Problem A: Would you reproduce, word for word, the part of the interview passage starting with "After that phone" and going on through "was coming here."?

Document passage:
Start

TM: Yeah, I remember I was in the car leaving a friend's house and he called me and it was a PA area code, so I answered it, and it was Coach Franklin.
I remember being probably a little short on the phone because I was upset with kind of how everything had gone down, and obviously not knowing exactly what was going on in the dead period, not hearing anything for a while.
I remember I was probably a little short on the phone. He was just saying, "Hey, sorry all these weeks, how this all panned out, but we want you to come up here. Take a visit. We want you to come play here." All that kind of stuff.
After that phone call, I hung up. I was on my way home, talked to my parents and we made the trip up that weekend. We were like, we have a free weekend, let's just do it.
I remember, yeah, I was probably a little short at the time on the phone, but everything worked out. Coach Franklin I think kind of knew that because when I came up that weekend, I remember ending up tell him I was coming here.
He said to me, "So we're cool now?" Like we don't have any animosity between us anymore. So yeah, I think he got that sense a little bit, too, but everything worked out well.
Q. Did you ever think of not coming to Penn State? Was there a point in time where you thought you were going to stay at Vandy?

End

A run of records:
Start

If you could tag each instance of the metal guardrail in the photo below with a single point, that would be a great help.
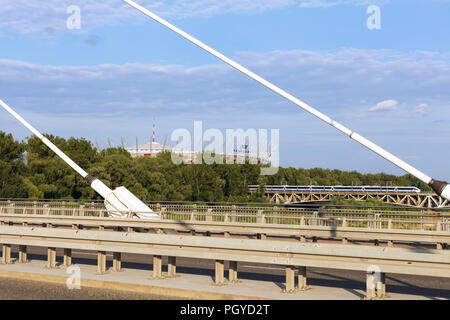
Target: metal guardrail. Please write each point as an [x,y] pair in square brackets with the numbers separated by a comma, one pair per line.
[371,219]
[291,255]
[263,230]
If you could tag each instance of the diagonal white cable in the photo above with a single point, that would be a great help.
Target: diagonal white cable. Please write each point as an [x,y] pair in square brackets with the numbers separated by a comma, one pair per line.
[353,135]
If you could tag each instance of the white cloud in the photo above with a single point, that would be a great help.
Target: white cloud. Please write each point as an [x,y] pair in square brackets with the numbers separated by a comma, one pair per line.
[49,17]
[336,82]
[385,105]
[421,108]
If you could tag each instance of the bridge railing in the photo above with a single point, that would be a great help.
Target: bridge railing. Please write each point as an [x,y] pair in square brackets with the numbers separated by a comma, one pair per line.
[373,219]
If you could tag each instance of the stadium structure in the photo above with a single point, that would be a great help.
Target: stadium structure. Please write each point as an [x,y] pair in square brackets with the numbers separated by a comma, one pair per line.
[153,148]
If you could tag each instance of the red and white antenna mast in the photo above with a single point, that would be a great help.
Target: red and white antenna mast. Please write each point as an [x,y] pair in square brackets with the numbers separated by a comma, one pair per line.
[442,188]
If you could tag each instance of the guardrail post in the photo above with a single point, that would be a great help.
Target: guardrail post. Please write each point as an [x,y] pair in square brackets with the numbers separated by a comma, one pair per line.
[67,260]
[232,272]
[290,280]
[117,261]
[51,258]
[302,280]
[101,262]
[163,213]
[209,215]
[370,286]
[6,256]
[172,267]
[22,254]
[381,286]
[157,267]
[219,273]
[260,217]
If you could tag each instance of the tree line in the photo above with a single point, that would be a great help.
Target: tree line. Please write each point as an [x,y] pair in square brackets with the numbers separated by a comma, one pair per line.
[29,169]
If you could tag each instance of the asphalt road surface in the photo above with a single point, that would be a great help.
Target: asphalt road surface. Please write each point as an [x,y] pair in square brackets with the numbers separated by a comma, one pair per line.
[22,289]
[15,289]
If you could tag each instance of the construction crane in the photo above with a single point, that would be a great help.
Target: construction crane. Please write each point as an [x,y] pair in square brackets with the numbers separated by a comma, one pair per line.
[120,203]
[440,187]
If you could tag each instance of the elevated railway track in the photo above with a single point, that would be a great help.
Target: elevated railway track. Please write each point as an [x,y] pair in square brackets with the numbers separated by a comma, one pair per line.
[412,199]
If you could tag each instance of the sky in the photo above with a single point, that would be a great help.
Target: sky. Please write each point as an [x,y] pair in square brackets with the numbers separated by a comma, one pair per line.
[390,82]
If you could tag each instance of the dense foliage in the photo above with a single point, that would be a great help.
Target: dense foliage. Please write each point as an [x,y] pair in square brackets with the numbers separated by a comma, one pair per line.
[29,169]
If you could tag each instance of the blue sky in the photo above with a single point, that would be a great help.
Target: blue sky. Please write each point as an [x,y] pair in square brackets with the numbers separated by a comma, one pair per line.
[121,69]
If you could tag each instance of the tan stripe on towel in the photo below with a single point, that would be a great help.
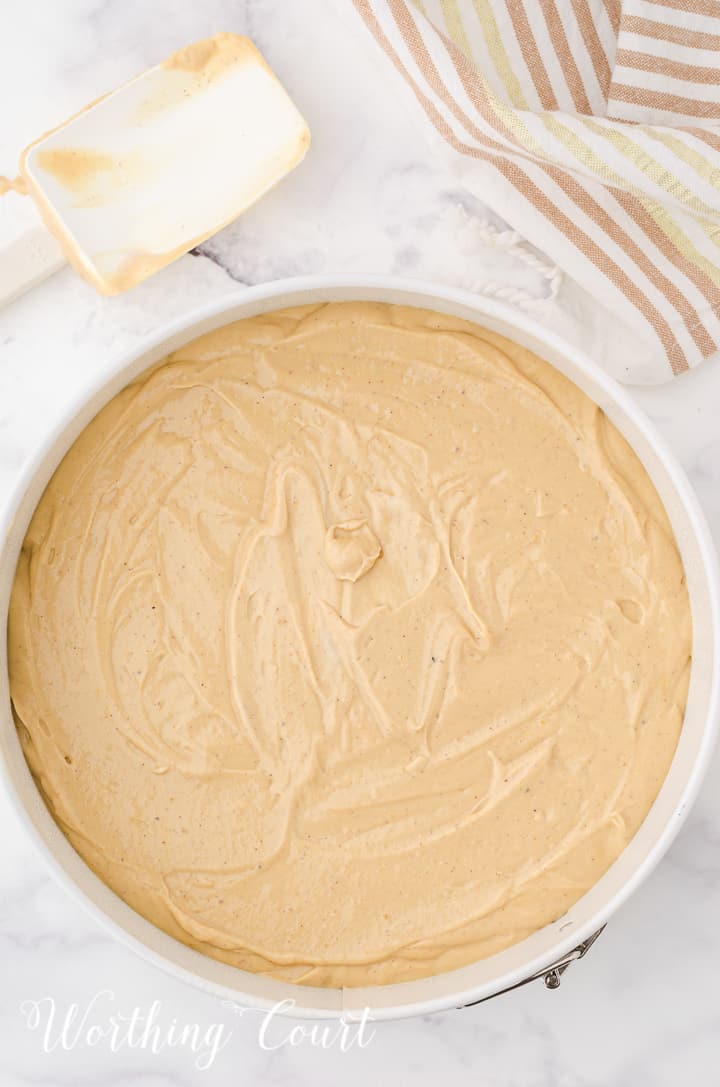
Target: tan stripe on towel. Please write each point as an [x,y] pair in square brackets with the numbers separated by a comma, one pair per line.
[519,178]
[576,192]
[531,53]
[613,9]
[662,100]
[710,8]
[667,32]
[593,45]
[559,39]
[646,62]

End

Problem B: Can you list every line of the rows above that contains the word "white", copying each line in full?

Complete answer A:
After that phone call, I hung up. I was on my way home, talked to my parents and we made the trip up that weekend. We were like, we have a free weekend, let's just do it.
I remember, yeah, I was probably a little short at the time on the phone, but everything worked out. Coach Franklin I think kind of knew that because when I came up that weekend, I remember ending up tell him I was coming here.

Complete answer B:
If you could tag each instance of the diagonal white cable in the photo above with a single point, that would be a great help.
Target: diagonal white cable. Please write each point as an [x,y] pair in square brackets with the numbers separated by a comma, one pair per line.
If you could tag each instance of the white cloud in the photo above with a single point, that would be a great help.
Target: white cloud. Please write each point as an [x,y] pair in square brackets with the numbers separated by a comma, one pair per line.
If you could tag each instance of the red and white antenna mast in the photo above with a single point, that would be a great help.
Target: red and white antenna mast. Please write each point as an [x,y] pair in square brackets with the numbers separated by a comma, one pair per line.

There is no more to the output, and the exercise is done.